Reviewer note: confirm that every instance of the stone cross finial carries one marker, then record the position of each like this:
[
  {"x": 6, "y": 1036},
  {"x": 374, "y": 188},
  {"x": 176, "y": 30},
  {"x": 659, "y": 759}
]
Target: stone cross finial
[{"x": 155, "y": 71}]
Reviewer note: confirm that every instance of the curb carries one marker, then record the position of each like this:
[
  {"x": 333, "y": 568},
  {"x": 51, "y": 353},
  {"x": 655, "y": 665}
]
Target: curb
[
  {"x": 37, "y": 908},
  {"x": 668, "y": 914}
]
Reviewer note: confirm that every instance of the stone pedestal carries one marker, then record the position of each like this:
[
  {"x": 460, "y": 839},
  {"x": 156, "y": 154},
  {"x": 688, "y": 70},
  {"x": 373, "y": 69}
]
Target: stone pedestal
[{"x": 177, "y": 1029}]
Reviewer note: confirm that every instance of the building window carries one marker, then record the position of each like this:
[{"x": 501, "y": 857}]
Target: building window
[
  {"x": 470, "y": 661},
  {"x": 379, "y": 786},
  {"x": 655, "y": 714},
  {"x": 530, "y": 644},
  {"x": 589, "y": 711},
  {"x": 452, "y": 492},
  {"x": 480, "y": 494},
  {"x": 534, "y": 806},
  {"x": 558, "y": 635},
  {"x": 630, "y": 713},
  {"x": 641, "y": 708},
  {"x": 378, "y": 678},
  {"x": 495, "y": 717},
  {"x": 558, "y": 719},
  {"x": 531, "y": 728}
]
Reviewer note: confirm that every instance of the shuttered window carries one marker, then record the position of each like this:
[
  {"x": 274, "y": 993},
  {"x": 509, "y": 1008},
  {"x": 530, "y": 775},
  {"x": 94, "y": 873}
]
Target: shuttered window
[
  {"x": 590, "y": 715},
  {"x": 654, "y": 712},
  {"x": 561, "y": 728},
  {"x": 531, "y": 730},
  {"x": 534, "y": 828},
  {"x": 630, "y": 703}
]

━━━━━━━━━━

Exercise description >> Switch "marker" to "pin" in the items, starting with the line that contains "Reviewer note: confirm that every instance of the stone pedestal" and going on through the end of the items. Return only those lines, with everything else left unchanged.

Written response >>
Reviewer note: confirm that every instance of the stone pedestal carries one pin, then record the position of each like this:
[
  {"x": 460, "y": 839},
  {"x": 156, "y": 154},
  {"x": 688, "y": 70},
  {"x": 373, "y": 69}
]
Target: stone pedestal
[{"x": 177, "y": 1029}]
Reviewer note: confirm that every instance of the building window carries one pin, then record the position of each like this:
[{"x": 501, "y": 857}]
Target: building window
[
  {"x": 470, "y": 661},
  {"x": 379, "y": 786},
  {"x": 655, "y": 714},
  {"x": 530, "y": 644},
  {"x": 589, "y": 711},
  {"x": 452, "y": 492},
  {"x": 480, "y": 494},
  {"x": 534, "y": 806},
  {"x": 558, "y": 635},
  {"x": 630, "y": 713},
  {"x": 641, "y": 708},
  {"x": 378, "y": 678},
  {"x": 495, "y": 717},
  {"x": 558, "y": 719},
  {"x": 531, "y": 728}
]
Reviewer note: confirm that every instance of the shuttered window carries one pin, then record the position of each like this:
[
  {"x": 274, "y": 993},
  {"x": 509, "y": 1008},
  {"x": 530, "y": 775},
  {"x": 94, "y": 873}
]
Target: shuttered window
[
  {"x": 590, "y": 715},
  {"x": 654, "y": 712},
  {"x": 561, "y": 728},
  {"x": 531, "y": 730},
  {"x": 534, "y": 828},
  {"x": 630, "y": 703}
]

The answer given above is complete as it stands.